_What to work on:_
• A. In the news report on cloning a human embryo, which university were the scientists who carried out the work from?
• B. Rewrite the news report on cloning a human embryo from "Researchers Clone Human" up to and including "own replacement tissue.", putting "heart disease" in place of "diabetes".

_Document segment:_

=== Begin Enclosure ===

Researchers Clone Human Embryo for Stem Cells
NewsMax.com Wires
Thursday, Feb. 12, 2004
WASHINGTON Researchers in South Korea have become the
first to successfully clone a human embryo, and then cull from it
master stem cells that many doctors consider key to one day
creating customized cures for diabetes, Parkinson's and other
diseases.
This is not cloning to make babies, but to create medicine.
It's sure to revive international controversy over whether to
ban all human cloning, as the Bush administration wants, or to
allow this "therapeutic cloning" that might eventually let
patients grow their own replacement tissue.
Embryonic stem cells are the body's building blocks, cells from
which all other tissue types spring. They're present in an embryo
only days after conception and are ethically sensitive because
culling stem cells destroys the embryo.
Scientists have used therapeutic cloning to partially cure
laboratory mice with an immune system disease. And they know how to
cull stem cells from human embryos left over in fertility clinics.
But attempts to clone human embryos, so the resulting stem
cells would be genetically identical to the patient who needs them, have failed until now.
Scientists from Seoul National University say they succeeded
largely because of using extremely fresh eggs donated by South
Korean volunteers and gentler handling of the genetic material
inside them.
The lead scientist, veterinary cloning specialist Woo Suk Hwang,
will unveil the research Thursday at a meeting of American
Association for the Advancement of Science. Details will be
published in the journal Science.
'Elegant'
It's elegant work that provides long-anticipated proof that
human therapeutic cloning is possible, said stem-cell researcher
Dr. Rudolf Jaenisch of Whitehead Institute for Biomedical
Research in Cambridge, Mass.
Still, "it's not of practical use at this point," Jaenisch
cautioned.

=== End Enclosure ===

_Source material:_
=== Begin Enclosure ===

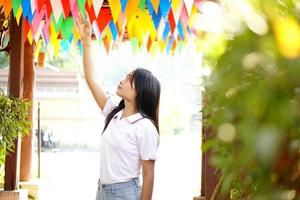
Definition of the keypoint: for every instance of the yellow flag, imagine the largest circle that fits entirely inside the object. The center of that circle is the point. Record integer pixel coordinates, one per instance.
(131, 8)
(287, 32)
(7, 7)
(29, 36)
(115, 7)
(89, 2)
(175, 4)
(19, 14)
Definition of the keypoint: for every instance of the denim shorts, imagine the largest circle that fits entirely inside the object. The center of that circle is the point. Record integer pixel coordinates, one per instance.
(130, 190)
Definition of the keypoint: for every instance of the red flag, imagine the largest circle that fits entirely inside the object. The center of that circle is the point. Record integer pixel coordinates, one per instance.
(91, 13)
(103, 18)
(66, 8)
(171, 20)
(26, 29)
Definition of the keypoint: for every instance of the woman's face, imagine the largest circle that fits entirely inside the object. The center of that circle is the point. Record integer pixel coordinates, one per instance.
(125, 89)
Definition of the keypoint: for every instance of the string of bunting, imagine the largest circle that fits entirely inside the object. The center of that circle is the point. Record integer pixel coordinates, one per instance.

=== End Enclosure ===

_Task-by-task answers:_
• A. Seoul National University

• B.
Researchers Clone Human Embryo for Stem Cells
NewsMax.com Wires
Thursday, Feb. 12, 2004
WASHINGTON Researchers in South Korea have become the
first to successfully clone a human embryo, and then cull from it
master stem cells that many doctors consider key to one day
creating customized cures for heart disease, Parkinson's and other
diseases.
This is not cloning to make babies, but to create medicine.
It's sure to revive international controversy over whether to
ban all human cloning, as the Bush administration wants, or to
allow this "therapeutic cloning" that might eventually let
patients grow their own replacement tissue.